* begin Provided records *
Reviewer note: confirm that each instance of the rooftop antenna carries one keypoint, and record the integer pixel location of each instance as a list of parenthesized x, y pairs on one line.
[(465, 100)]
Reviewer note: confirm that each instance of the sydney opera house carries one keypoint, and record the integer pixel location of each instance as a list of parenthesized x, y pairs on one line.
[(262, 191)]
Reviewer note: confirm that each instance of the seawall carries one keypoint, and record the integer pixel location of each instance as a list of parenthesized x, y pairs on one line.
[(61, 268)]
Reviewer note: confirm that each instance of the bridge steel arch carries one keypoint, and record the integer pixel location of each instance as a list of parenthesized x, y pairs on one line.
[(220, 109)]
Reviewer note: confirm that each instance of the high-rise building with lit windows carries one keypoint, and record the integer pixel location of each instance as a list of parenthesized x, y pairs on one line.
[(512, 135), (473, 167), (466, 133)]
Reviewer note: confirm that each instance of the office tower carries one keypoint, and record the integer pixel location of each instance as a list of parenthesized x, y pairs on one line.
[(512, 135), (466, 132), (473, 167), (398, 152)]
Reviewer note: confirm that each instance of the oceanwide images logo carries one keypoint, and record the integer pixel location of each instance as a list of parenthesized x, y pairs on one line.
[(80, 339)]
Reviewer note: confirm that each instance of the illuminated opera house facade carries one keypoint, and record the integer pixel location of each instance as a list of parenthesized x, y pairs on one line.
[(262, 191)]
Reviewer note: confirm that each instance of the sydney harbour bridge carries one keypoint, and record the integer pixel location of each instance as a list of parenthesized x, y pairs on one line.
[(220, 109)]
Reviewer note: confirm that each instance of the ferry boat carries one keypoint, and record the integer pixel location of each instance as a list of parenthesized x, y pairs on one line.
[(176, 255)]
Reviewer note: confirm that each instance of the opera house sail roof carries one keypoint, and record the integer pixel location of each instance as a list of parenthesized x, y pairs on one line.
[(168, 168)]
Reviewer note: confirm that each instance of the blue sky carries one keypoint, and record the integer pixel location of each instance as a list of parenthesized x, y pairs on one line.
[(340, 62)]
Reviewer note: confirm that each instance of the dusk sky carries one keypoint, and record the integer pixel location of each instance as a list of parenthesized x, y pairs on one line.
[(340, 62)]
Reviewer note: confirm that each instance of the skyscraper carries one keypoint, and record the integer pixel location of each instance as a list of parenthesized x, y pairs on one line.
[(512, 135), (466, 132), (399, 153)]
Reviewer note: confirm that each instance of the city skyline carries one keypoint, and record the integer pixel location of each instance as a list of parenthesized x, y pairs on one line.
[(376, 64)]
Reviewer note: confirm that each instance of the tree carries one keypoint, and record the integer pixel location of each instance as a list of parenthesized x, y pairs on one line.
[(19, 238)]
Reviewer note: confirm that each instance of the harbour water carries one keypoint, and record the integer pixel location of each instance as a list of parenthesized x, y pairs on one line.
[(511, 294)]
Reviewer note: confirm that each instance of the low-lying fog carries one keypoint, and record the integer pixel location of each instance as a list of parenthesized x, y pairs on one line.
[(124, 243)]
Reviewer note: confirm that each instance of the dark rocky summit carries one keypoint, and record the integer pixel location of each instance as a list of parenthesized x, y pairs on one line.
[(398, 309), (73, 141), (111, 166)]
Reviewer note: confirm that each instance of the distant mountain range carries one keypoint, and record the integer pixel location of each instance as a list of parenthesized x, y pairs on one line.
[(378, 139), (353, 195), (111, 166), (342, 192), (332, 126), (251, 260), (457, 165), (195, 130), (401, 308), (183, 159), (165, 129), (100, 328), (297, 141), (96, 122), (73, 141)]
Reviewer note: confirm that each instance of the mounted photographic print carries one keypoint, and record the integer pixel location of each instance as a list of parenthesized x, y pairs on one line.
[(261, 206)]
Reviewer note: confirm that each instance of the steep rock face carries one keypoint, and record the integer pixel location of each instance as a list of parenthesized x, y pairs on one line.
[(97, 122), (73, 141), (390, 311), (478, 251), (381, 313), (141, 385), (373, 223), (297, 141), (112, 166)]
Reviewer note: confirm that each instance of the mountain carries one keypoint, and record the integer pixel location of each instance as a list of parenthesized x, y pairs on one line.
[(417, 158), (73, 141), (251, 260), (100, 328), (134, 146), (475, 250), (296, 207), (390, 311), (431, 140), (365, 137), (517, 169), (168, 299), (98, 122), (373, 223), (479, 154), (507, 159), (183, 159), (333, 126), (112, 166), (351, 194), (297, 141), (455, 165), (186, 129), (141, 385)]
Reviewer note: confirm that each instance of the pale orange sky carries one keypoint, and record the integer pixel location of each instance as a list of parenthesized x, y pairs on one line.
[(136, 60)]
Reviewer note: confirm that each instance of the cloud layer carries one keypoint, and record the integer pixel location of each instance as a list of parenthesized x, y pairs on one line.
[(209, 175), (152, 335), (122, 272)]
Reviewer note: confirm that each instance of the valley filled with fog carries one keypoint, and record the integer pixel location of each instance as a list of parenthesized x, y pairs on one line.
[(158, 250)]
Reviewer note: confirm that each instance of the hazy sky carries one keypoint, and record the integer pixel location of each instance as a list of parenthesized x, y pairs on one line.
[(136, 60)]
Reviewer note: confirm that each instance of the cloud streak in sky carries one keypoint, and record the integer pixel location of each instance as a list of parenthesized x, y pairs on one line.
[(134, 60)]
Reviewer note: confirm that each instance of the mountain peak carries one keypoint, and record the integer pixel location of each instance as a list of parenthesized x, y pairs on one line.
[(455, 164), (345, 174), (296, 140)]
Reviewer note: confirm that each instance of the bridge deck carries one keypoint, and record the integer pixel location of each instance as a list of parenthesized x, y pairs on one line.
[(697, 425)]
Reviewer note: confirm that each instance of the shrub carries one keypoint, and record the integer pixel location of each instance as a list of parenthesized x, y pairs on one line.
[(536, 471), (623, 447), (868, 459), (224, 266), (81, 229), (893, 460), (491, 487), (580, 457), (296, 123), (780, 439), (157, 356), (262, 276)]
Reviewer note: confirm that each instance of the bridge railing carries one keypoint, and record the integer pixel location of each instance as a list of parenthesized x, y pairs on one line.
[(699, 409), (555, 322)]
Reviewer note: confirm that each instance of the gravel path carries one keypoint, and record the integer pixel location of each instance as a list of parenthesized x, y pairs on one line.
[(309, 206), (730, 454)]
* end Provided records *
Repeat all of the data above verbatim, keeping every line in its original order.

Reviewer note: confirm that each instance of the rooftop antenna carries one keypoint, and record the integer pixel location of each instance as a list of parenthesized x, y pairs on one line.
[(465, 100)]
Reviewer note: confirm that each instance of the sydney opera house carries one keypoint, and record the integer pixel location of each instance as a list of parenthesized x, y pairs on one line.
[(262, 191)]
Reviewer note: confirm that each instance of the seawall carries one keypoint, and record the integer pixel location of each instance as a list of parenthesized x, y pairs on one line.
[(61, 268)]
Reviewer note: confirm that each instance of the bridge steel arch carries one keypoint, and record the integer pixel location of each instance as a list of parenthesized x, y pairs on one line.
[(220, 109)]
Reviewer note: confirm that each instance of the high-rise building with lit windows carries one keypoint, and record the integer pixel location of each instance as a list of parenthesized x, y pairs on one line.
[(512, 135), (473, 167), (466, 133)]
Reviewer note: confirm that each instance of the office tower carries one keypoint, and record the integer pixel location of each instance as a list of parenthesized x, y pairs on one line.
[(512, 135), (466, 132), (473, 167), (398, 152)]
Reviewer note: confirm that each instance of the oceanwide images logo carries one keypoint, and record the integer pixel location of each instance as a list of parenthesized x, y pairs on one line.
[(80, 339)]
Reviewer note: confirm that each instance of the illuminated opera house facade carries one keypoint, and record the integer pixel location of each instance as a list of parenthesized x, y pairs on one line.
[(262, 191)]
Reviewer note: confirm that each instance of the sydney harbour bridge carries one keypoint, and record the integer pixel location of each instance as a list of parenthesized x, y pairs on one line.
[(220, 109)]
Reviewer note: confirm that each instance of the ferry boat carries one keypoint, and record the integer pixel location of each instance as a list of parenthesized x, y pairs on one line.
[(176, 255)]
Reviewer note: confirm that each instance of the opera house sail roof carries one keypoint, and record the integer pixel location of each instance as a list of parenthesized x, y pairs on one line.
[(168, 168)]
Reviewer note: confirm that each instance of the blue sky carries one keypoint, and record the integer pixel location of each instance as a list of parenthesized x, y pairs on one line.
[(340, 62)]
Reviewer note: confirm that each instance of the dusk sky carries one keypoint, and record the integer pixel location of each instance as a list of parenthesized x, y pairs on one line.
[(340, 62)]
Reviewer note: confirm that each instance of the skyscraper carries one keypoint, and record the integer pixel location of each instance as a list of parenthesized x, y pairs on one line.
[(512, 135), (466, 132), (399, 153)]
Reviewer note: confirm that each instance of the city skyline carries one keypoint, and record the integer pixel location of each instance as a list of parenthesized x, y pairs on one line.
[(376, 64)]
Reviewer note: confirm that each instance of the tree carries one keypoint, and record the integer pixel location of each instance as a list of parenthesized x, y pairs on one line.
[(19, 238)]
Reviewer note: confirm that each instance of the harbour water carries one keypoint, and record the integer pixel location of each instance as a list of parenthesized x, y pairs on one line.
[(511, 294)]
Reviewer note: confirm that each instance of the low-lying fog carries one keypoint, and record the integer pixel location of each instance as a list of parenthesized x, y pairs on one line.
[(124, 243)]
Reviewer note: confirm that each instance of the dark rocky summit carries one keypoint, and record the integer pixel location of each instance as a list of parenthesized x, y pairs on one line.
[(398, 309), (73, 141), (111, 166)]
Reviewer note: confirm that each instance of the distant mountain range carries one keypoint, and record the integer pixel location of each instance as a list of parenthesized x, y pairs on one line.
[(378, 139), (353, 195), (111, 166), (342, 192), (332, 126), (251, 260), (457, 165), (195, 130), (401, 308), (183, 159), (165, 129), (100, 328), (297, 141), (96, 122), (73, 141)]
Reviewer note: confirm that each instance of the mounted photographic print carries one keypoint, and record the integer pixel location of each instance as a list of parenthesized x, y pairs on one line.
[(261, 206)]
Reviewer note: confirm that each instance of the steep rock face carries one keypoint, and record the integer pixel location of each instance as a list of parenthesized x, y pairs on one line.
[(97, 122), (73, 141), (390, 311), (478, 251), (381, 313), (141, 385), (373, 223), (297, 141), (112, 166)]
Reviewer note: confirm that each instance of the mountain carries one keypoint, and record the integer pixel location of each instance as a list of parenthesized x, y pairs on one line.
[(417, 158), (73, 141), (251, 260), (100, 328), (134, 146), (475, 250), (296, 207), (390, 311), (431, 140), (365, 137), (517, 169), (168, 299), (98, 122), (373, 223), (479, 154), (507, 159), (183, 159), (333, 126), (112, 166), (351, 194), (297, 141), (455, 165), (186, 129), (141, 385)]
Reviewer note: confirm that each instance of the pale orange sky carries one keypoint, and record the integer pixel location of each instance as a list of parenthesized x, y pairs on one line.
[(136, 60)]
Reviewer note: confirm that each instance of the cloud layer carries one keypoint, and record the integer pixel location of each instance as a list of parenthesized x, y pairs on one line.
[(209, 175), (152, 335), (122, 272)]
Reviewer note: confirm that each instance of the valley filled with fog carries one keypoint, and record the integer pixel location of each instance as a list of parenthesized x, y pairs on one line.
[(158, 250)]
Reviewer note: confirm that each instance of the hazy sky carries one keypoint, and record the integer pixel location of each instance as a list of parenthesized x, y pairs on one line.
[(136, 60)]
Reviewer note: confirm that each instance of the cloud streak in sky carries one keypoint, and record the integer pixel location of each instance as a list of parenthesized x, y pairs on one line.
[(134, 60)]
Reviewer note: confirm that each instance of the mountain peak carries one keypoint, and record the integer pixel location of each instance as a list of parenthesized x, y pairs on one line.
[(455, 164), (345, 174), (296, 140)]
Reviewer note: confirm that each instance of the bridge deck carries one keypoint, and record the integer pixel location of each instance as a list of parenthesized x, y pairs on one line.
[(697, 425)]
Reviewer note: confirm that each instance of the shrub carries one keypoint, and record the integer pixel location of each instance as a list of parenthesized x, y pairs on one line.
[(536, 471), (623, 447), (868, 459), (224, 266), (81, 229), (893, 460), (491, 487), (580, 457), (296, 123), (780, 439), (157, 356), (262, 276)]
Reviewer note: confirm that each instance of the bridge railing carries one keypoint, and record the integer pixel location of each instance as a list of parenthesized x, y pairs on one line.
[(699, 409), (555, 322)]
Reviewer note: confirm that each instance of the gravel path carries one keypoint, and record the integer pixel location of each instance as a list of parenthesized x, y pairs on one line.
[(309, 206), (730, 454)]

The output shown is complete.